→ **Short exercise**
What follows is a block of records; reproduce all of it verbatim.

[Dataset records]
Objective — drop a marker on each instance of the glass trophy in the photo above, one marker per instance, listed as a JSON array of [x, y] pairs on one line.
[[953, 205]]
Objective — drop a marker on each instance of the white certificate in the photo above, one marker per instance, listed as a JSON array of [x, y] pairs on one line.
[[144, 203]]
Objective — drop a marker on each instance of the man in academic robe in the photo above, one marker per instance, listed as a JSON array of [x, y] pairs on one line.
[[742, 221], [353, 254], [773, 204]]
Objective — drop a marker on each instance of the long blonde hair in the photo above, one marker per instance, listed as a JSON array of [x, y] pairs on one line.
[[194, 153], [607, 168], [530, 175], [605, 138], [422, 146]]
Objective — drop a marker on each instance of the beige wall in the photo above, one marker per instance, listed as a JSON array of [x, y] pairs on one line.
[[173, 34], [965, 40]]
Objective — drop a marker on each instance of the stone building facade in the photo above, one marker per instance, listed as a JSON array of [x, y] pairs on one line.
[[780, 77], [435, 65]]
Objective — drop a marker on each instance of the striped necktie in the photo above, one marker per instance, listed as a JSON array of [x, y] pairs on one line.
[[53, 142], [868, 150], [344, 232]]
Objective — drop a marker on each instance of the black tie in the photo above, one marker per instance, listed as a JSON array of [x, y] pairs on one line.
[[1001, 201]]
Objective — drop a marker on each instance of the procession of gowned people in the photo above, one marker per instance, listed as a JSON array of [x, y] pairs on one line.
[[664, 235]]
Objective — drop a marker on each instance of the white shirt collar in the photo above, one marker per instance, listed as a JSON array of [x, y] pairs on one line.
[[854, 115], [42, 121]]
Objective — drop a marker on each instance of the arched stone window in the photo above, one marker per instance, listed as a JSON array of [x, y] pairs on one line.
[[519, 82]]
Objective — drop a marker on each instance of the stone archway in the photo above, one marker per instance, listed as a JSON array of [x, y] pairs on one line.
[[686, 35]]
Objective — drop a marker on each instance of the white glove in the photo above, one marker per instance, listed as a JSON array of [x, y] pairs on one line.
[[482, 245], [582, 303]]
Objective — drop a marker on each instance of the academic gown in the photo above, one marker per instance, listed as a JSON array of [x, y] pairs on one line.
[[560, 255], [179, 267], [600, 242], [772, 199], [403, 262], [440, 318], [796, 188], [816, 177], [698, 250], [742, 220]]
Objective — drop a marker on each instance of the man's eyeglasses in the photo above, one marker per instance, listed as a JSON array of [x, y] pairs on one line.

→ **Response**
Objective — drop a marker on each instance of the glass trophy in the photo above, one marker per instance, listed as a JSON array of [x, y] pairs on one line.
[[953, 205]]
Objective — drop a marker on each instance of the white certificate in the photo above, one marker per instance, listed as a JSON array of [x, y] pairs on one line.
[[144, 203]]
Objective — drop a marker on each instance of the man in academic robe in the photo above, one marker per instance, listed as a JSON array of [x, y] pairs on one line.
[[742, 221], [353, 254], [773, 204]]
Objective — drop a marker on each instance of the long blonde hair in the photo above, one marker per instance, listed as a JSON array of [x, y] pairs on one line.
[[194, 153], [607, 168], [530, 175], [605, 138], [422, 146]]
Objective — drop a marker on each instance of the beige wall in the photo above, one marker per instance, listed as a JSON array of [x, y] pairs on one line.
[[173, 34], [965, 40]]
Objective — drop a marker on each instance of the stone building facade in the photo above, one marker per instance, listed as a JSON array of [x, y] pairs on one line.
[[780, 77], [435, 65]]
Objective — drop a marker on each instance of the striped necktie in the photo above, one marker per instance, listed as a JSON array of [x, y] pairs on one line.
[[53, 142], [868, 150], [344, 232]]
Objective — drop a marker on each instance of the black tie in the photo above, one marker per instance, listed as a JSON array of [x, y] pairs on one line.
[[1001, 201]]
Objective — drop a marker on each instance of the procession of gowned people in the photo above, one marker per instance, listed as a JSON array of [x, y] pairs on one line.
[[664, 235]]
Objective — drop a marker on each instance of the white shirt collar in the photo above, one marker per instance, listed as a JSON array of [x, y] pairs on one line.
[[854, 115], [42, 121]]
Objective — drop a marker on each instance of the arched stone window in the photo above, one marker per instance, listed as a JSON array of [x, y] pairs on one line.
[[519, 82]]
Objective — drop a marker on each instance of the stone archway in the photo above, one marker per instance, listed as a JSON array of [x, y] pairs on one line.
[[686, 35]]
Objective — drop a marker on each instance of the white glove in the photo above, one marker per instance, listed as a JSON array of [x, y] pairs on one line.
[[482, 245], [582, 303]]
Objective — drop a marker on each instance of the academic gown in the photo above, one marker per instance, listed as a JSON array of [x, y] pairs on one line.
[[560, 255], [179, 267], [600, 242], [772, 199], [403, 262], [440, 318], [796, 188], [816, 177], [698, 250], [742, 220]]
Objective — drop a marker on each instance of the man's eyeglasses in the photo above, one marker per instance, listed as a JSON array of [x, y] pairs on one line.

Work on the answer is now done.